» Records for this task:
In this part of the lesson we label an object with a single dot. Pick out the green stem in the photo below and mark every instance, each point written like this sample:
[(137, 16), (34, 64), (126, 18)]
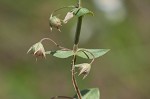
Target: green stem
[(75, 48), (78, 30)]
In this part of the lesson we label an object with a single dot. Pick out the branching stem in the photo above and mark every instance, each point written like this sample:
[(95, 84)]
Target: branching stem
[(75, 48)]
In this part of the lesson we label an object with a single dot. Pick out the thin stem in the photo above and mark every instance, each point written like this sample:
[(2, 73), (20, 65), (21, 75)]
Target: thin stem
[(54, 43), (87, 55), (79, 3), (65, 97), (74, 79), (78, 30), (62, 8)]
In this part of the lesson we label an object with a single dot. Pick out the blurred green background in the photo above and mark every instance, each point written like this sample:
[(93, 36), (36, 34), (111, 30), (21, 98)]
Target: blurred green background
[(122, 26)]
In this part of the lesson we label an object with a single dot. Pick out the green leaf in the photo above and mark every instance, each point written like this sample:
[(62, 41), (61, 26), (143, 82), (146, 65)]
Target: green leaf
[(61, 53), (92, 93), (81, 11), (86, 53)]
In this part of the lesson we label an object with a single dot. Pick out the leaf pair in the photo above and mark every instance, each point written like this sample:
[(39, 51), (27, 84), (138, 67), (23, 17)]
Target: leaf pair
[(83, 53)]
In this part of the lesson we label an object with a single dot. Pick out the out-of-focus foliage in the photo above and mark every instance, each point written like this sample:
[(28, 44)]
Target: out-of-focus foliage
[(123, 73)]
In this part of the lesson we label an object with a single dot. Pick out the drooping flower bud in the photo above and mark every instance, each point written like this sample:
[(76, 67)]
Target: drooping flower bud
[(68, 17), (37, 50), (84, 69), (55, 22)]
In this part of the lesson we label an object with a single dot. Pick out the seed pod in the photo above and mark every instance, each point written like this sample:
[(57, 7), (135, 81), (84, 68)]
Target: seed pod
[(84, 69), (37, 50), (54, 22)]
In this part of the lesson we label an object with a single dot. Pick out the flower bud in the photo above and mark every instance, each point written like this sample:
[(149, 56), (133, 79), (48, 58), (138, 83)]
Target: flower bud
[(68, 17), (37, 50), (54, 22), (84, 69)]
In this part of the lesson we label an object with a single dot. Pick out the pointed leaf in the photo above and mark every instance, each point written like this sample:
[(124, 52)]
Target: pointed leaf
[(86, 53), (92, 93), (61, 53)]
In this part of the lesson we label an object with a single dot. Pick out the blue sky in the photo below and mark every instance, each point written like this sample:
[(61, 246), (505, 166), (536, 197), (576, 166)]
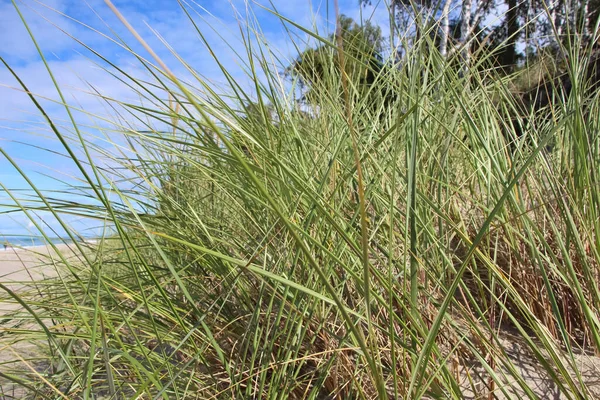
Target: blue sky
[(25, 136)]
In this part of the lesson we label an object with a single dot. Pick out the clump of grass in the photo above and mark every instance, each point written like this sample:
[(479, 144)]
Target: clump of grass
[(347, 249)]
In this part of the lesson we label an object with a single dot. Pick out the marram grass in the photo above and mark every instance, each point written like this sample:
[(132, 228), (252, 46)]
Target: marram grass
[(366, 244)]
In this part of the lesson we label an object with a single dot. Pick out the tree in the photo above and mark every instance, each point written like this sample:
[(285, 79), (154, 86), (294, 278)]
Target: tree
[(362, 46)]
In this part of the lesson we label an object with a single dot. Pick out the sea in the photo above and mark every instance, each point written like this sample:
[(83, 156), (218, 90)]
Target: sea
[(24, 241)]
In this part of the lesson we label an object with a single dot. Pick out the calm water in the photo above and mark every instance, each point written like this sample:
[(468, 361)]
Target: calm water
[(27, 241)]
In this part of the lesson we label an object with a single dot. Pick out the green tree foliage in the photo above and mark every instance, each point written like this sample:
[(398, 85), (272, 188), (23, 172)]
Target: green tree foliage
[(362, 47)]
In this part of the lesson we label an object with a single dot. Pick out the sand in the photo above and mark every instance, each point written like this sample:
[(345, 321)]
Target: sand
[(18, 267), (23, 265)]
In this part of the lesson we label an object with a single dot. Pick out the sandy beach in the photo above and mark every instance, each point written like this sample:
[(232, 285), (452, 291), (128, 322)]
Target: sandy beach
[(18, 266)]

* * *

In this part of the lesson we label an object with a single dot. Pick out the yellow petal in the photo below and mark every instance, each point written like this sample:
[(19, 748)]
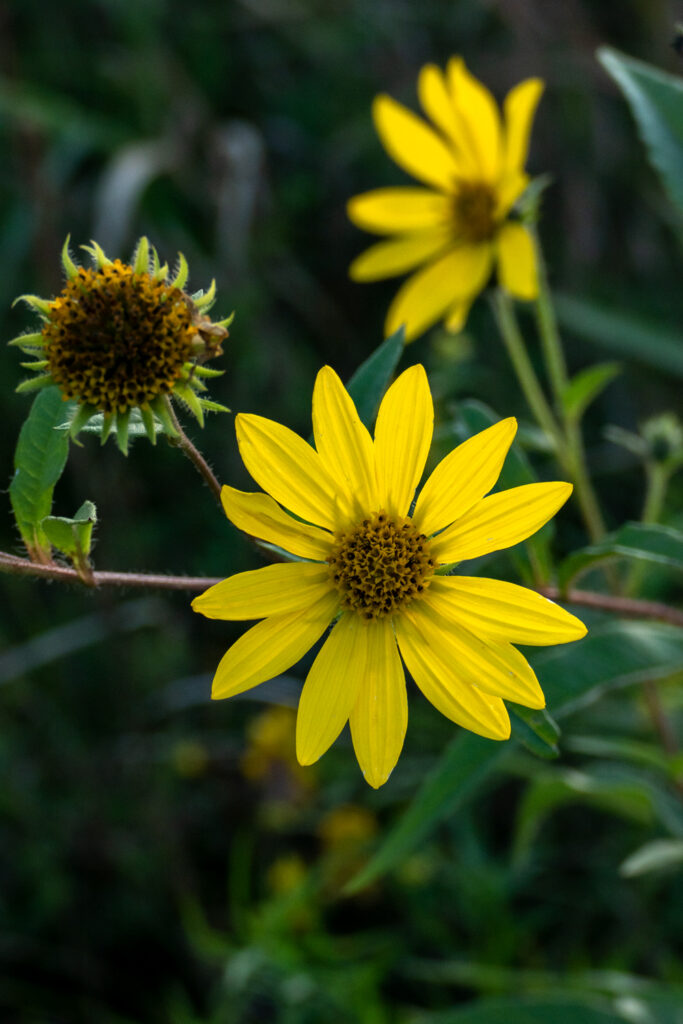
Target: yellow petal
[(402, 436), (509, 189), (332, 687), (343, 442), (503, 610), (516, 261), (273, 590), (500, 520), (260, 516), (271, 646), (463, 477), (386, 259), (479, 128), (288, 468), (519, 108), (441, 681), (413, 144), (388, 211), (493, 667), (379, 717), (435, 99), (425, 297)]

» Stated exercise:
Please copy the data from the line with "out the flower" up to and including the line with "[(366, 244)]", substituting "image" for every "photo" and changing nothing else. Leave the pictures out of your copy.

» The output:
In this part of the lesson we label an object with a single dot. Pick out the flower bud in the image above and mark every instance, each point written like this sample:
[(149, 56), (133, 79), (48, 58), (138, 83)]
Target: flower bud
[(68, 17), (37, 50), (54, 22), (84, 69)]
In this part of the lesson we label an object with a single dot. Pick out the pointed leaf in the image above and mark every instance, each point written like this sample:
[(124, 52)]
Target: pointed leaf
[(86, 53), (92, 93), (61, 53)]
In this part of the lesson we label an object with a single dot. Pick out the blue sky in the image below and mark every instance, each point written like this sample:
[(61, 246), (505, 166), (536, 197), (576, 166)]
Target: blue sky
[(25, 136)]
In this part of the lesson we label an object with a single dot. Pick out the clump of grass in the image above and mark every instance, each point written like this sample:
[(479, 144)]
Target: clump of grass
[(347, 249)]
In this part of the lesson we label an object with a single dot. Pick out the marram grass in the image above and mark every instance, each point written like this sample:
[(132, 228), (252, 46)]
Target: marram grass
[(366, 244)]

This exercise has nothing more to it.